■ Text block ■
§ §
A federal appeals court blocked the Occupational Safety and Health Administration’s (OSHA) emergency temporary standard (ETS) requiring businesses with 100 or more employees to mandate COVID-19 vaccinations or weekly testing by Jan. 4, stating the rule “grossly exceeds” the authority of the occupational safety agency that issued it.
In a 22-page opinion issued on Friday, a three-judge panel on the U.S. Court of Appeals for the Fifth Circuit, unanimously held that a group of challengers to the COVID vaccine mandate, issued by the Biden administration, was likely to succeed and barred the government from enforcing it.
In the ruling, Judge Kurt Engelhardt said petitioners’ challenges to the mandate showed a great likelihood of success on the merits, weighing critically in favor of a stay — and if not stayed, the mandate would cause irreparable harm, as it “threatens to substantially burden the liberty interests of reluctant individual recipients put to a choice between their job(s) and their jab(s).”
Engelhardt said companies seeking a stay in the case would also be irreparably harmed if it were not granted “whether by the business and financial effects of a lost or suspended employee, compliance and monitoring, costs associated with the mandate, the diversion of resources necessitated by the mandate or by OSHA’s plan to impose stiff financial penalties on companies that refuse to punish or test unwilling employees.”
Engelhardt also acknowledged the states’ interest in “seeing their constitutionally reserved police power over public health policy defended from federal overreach.”
§ §
■ What is being asked ■
Reproduce the passage of the OSHA vaccine mandate ruling article starting at "A federal appeals" and ending at "that issued it.".
§ §
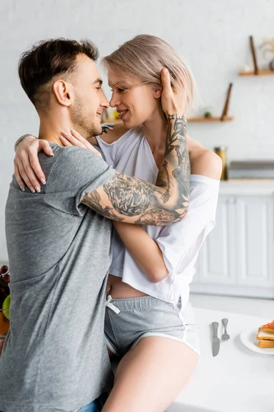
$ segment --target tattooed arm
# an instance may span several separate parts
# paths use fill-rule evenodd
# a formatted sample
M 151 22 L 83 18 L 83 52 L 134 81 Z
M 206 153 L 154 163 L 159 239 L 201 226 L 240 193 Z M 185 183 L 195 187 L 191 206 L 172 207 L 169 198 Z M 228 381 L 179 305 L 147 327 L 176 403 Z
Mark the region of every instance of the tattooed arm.
M 162 104 L 168 118 L 165 155 L 155 185 L 116 172 L 82 203 L 100 214 L 128 223 L 164 226 L 181 220 L 188 206 L 190 163 L 184 96 L 162 71 Z

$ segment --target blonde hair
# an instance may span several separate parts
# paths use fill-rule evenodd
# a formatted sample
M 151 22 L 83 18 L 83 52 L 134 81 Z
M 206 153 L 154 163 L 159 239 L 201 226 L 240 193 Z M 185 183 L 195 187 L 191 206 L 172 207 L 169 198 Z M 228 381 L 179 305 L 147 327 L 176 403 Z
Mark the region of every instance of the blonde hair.
M 166 67 L 171 86 L 175 89 L 183 87 L 187 95 L 186 113 L 192 107 L 197 87 L 191 70 L 173 47 L 155 36 L 140 34 L 126 41 L 103 58 L 102 65 L 107 71 L 110 69 L 117 79 L 125 73 L 138 78 L 143 84 L 159 86 L 161 70 Z M 119 84 L 117 81 L 114 85 Z

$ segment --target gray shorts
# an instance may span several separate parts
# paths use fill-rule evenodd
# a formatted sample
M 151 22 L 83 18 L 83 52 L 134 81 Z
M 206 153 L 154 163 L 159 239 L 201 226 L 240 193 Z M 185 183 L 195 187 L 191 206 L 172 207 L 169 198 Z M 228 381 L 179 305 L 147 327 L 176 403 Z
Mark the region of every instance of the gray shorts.
M 191 306 L 180 310 L 151 296 L 114 299 L 108 296 L 105 334 L 111 352 L 123 356 L 146 336 L 184 342 L 199 354 L 199 332 Z

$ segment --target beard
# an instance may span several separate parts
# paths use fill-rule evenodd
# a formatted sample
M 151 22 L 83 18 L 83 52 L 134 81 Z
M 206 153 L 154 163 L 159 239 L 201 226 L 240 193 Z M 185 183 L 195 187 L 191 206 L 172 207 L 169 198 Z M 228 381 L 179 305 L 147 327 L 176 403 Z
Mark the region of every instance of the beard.
M 102 127 L 97 114 L 86 110 L 79 95 L 75 95 L 73 122 L 76 130 L 86 136 L 86 139 L 98 136 L 102 133 Z

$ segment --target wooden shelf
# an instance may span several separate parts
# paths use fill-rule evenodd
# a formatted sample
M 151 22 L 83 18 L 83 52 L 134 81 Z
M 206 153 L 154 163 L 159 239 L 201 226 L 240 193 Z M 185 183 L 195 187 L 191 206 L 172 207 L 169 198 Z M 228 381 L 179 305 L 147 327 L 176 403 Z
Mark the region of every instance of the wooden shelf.
M 234 117 L 232 117 L 230 116 L 225 116 L 223 120 L 221 116 L 219 117 L 216 117 L 213 116 L 212 116 L 211 117 L 190 117 L 189 119 L 188 119 L 188 123 L 216 123 L 217 122 L 231 122 L 233 119 Z M 115 119 L 114 120 L 107 120 L 106 122 L 104 122 L 104 123 L 117 124 L 123 123 L 123 121 L 120 120 L 119 119 Z
M 223 120 L 221 119 L 221 117 L 215 117 L 212 116 L 211 117 L 190 117 L 188 119 L 188 123 L 216 123 L 216 122 L 231 122 L 233 120 L 234 117 L 230 116 L 225 116 Z M 115 119 L 114 120 L 107 120 L 104 123 L 122 123 L 122 120 L 119 119 Z
M 221 117 L 214 117 L 213 116 L 210 117 L 190 117 L 188 119 L 188 123 L 210 123 L 216 122 L 231 122 L 233 120 L 234 117 L 231 117 L 230 116 L 225 116 L 223 119 Z
M 274 70 L 259 70 L 258 74 L 255 71 L 241 71 L 239 76 L 274 76 Z

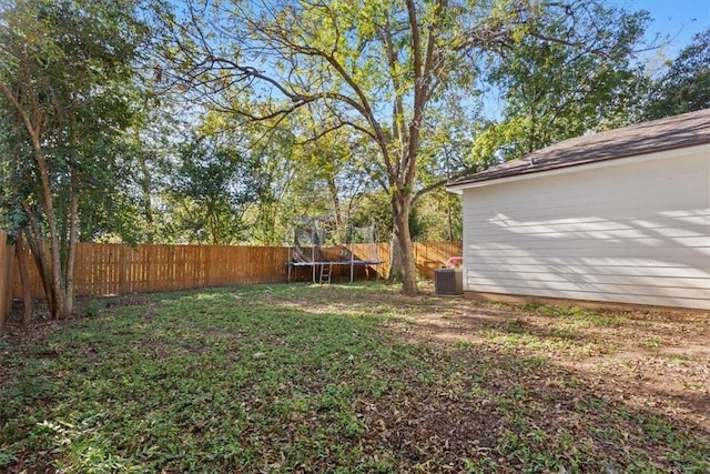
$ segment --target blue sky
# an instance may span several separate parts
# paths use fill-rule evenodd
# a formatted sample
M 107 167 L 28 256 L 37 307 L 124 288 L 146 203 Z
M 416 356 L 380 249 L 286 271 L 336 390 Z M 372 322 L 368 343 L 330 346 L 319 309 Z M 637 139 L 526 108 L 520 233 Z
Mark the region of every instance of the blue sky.
M 710 0 L 611 0 L 630 11 L 647 10 L 653 22 L 646 31 L 648 41 L 656 34 L 670 36 L 663 53 L 673 59 L 692 41 L 692 37 L 710 28 Z

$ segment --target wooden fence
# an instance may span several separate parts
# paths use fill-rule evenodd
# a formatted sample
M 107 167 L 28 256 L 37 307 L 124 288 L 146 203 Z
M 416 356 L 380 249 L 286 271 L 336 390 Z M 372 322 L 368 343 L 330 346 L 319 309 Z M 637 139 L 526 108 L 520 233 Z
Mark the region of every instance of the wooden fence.
M 386 276 L 389 245 L 378 244 L 383 264 L 357 269 L 356 278 Z M 415 243 L 415 259 L 420 276 L 433 278 L 434 269 L 452 255 L 460 255 L 460 242 Z M 362 252 L 364 252 L 364 248 Z M 326 255 L 336 249 L 327 250 Z M 339 249 L 337 249 L 339 252 Z M 358 246 L 355 248 L 358 256 Z M 367 256 L 372 255 L 368 253 Z M 363 259 L 365 260 L 365 259 Z M 78 296 L 175 291 L 205 286 L 250 283 L 285 283 L 288 278 L 287 246 L 226 245 L 138 245 L 80 243 L 74 273 Z M 0 260 L 1 262 L 1 260 Z M 33 260 L 28 255 L 28 273 L 34 297 L 44 291 Z M 17 263 L 16 263 L 17 265 Z M 334 278 L 345 276 L 349 266 L 338 265 Z M 0 265 L 1 268 L 1 265 Z M 19 279 L 17 279 L 19 280 Z M 292 272 L 292 280 L 310 281 L 311 269 Z M 13 297 L 21 297 L 20 282 L 13 285 Z M 2 306 L 0 306 L 2 307 Z
M 12 306 L 12 271 L 14 248 L 8 245 L 8 233 L 0 231 L 0 327 Z

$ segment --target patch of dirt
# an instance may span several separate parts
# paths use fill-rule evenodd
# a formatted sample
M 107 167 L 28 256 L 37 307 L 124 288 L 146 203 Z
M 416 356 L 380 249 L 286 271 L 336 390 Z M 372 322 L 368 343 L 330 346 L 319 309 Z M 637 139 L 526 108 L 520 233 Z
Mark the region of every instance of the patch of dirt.
M 517 351 L 548 357 L 605 400 L 710 426 L 710 313 L 597 310 L 600 324 L 568 324 L 516 305 L 429 297 L 438 300 L 432 311 L 392 323 L 404 341 L 490 345 L 494 335 L 529 337 L 541 347 Z

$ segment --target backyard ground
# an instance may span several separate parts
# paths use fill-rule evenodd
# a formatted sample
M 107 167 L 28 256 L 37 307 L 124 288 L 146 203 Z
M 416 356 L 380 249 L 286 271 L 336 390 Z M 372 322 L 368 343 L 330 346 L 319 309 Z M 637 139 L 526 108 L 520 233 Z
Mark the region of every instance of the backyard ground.
M 84 303 L 0 336 L 0 471 L 710 472 L 710 314 L 383 284 Z

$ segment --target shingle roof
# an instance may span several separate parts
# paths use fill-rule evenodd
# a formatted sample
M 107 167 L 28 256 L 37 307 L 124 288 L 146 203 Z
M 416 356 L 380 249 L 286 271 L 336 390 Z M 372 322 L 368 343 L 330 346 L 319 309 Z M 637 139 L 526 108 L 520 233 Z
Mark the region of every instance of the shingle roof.
M 565 140 L 450 182 L 458 186 L 710 143 L 710 109 Z

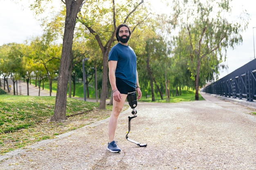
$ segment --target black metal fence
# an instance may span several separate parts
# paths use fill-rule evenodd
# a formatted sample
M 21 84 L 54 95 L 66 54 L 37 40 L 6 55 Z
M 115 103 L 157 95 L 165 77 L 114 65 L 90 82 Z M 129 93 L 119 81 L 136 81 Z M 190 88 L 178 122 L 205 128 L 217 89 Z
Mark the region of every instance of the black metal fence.
M 202 91 L 249 102 L 256 100 L 256 59 L 204 87 Z

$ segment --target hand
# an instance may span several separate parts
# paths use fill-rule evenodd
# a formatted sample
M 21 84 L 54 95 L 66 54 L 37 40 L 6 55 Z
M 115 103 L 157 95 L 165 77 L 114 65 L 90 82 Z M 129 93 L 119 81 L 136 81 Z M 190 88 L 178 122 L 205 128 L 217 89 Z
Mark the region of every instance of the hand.
M 113 93 L 113 98 L 117 102 L 120 102 L 121 101 L 121 99 L 122 98 L 121 93 L 120 93 L 120 92 L 118 90 Z
M 138 93 L 138 97 L 137 97 L 137 99 L 139 99 L 141 98 L 141 95 L 142 95 L 142 93 L 140 90 L 140 88 L 136 88 L 136 91 L 137 93 Z

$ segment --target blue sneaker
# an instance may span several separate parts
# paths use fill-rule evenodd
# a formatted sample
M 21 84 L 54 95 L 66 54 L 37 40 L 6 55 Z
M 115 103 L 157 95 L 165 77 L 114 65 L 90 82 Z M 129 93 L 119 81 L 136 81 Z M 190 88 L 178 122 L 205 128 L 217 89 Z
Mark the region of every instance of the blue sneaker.
M 113 153 L 117 153 L 121 151 L 121 150 L 117 146 L 117 142 L 115 141 L 113 141 L 110 143 L 108 144 L 107 149 Z

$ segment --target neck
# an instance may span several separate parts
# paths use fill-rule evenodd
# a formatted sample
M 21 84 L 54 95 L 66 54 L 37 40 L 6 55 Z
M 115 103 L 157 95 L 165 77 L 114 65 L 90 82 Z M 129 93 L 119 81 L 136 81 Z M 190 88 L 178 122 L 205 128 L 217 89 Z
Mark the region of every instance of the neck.
M 128 42 L 126 42 L 126 43 L 124 43 L 123 42 L 121 42 L 121 41 L 119 41 L 119 43 L 120 43 L 122 45 L 128 46 Z

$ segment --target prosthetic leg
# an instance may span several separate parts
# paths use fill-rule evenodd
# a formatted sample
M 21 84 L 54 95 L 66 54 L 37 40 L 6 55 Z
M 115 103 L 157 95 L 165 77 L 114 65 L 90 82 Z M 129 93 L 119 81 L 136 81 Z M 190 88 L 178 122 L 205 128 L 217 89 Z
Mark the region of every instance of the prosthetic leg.
M 129 103 L 129 105 L 130 107 L 132 109 L 132 114 L 133 115 L 132 117 L 128 117 L 128 118 L 129 119 L 129 131 L 128 131 L 128 133 L 126 134 L 126 139 L 130 141 L 130 142 L 134 143 L 139 146 L 140 147 L 146 147 L 147 146 L 147 144 L 141 144 L 139 142 L 137 142 L 133 140 L 132 140 L 129 138 L 128 137 L 128 134 L 130 132 L 130 121 L 132 119 L 133 119 L 135 117 L 137 117 L 137 110 L 135 109 L 135 108 L 137 106 L 137 97 L 136 96 L 136 92 L 131 92 L 128 93 L 128 95 L 127 95 L 127 101 Z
§ §
■ Output ■
A federal appeals court blocked the Occupational Safety and Health Administration’s (OSHA) emergency temporary standard (ETS) requiring businesses with 100 or more employees to mandate COVID-19 vaccinations or weekly testing by Jan. 4, stating the rule “grossly exceeds” the authority of the occupational safety agency that issued it.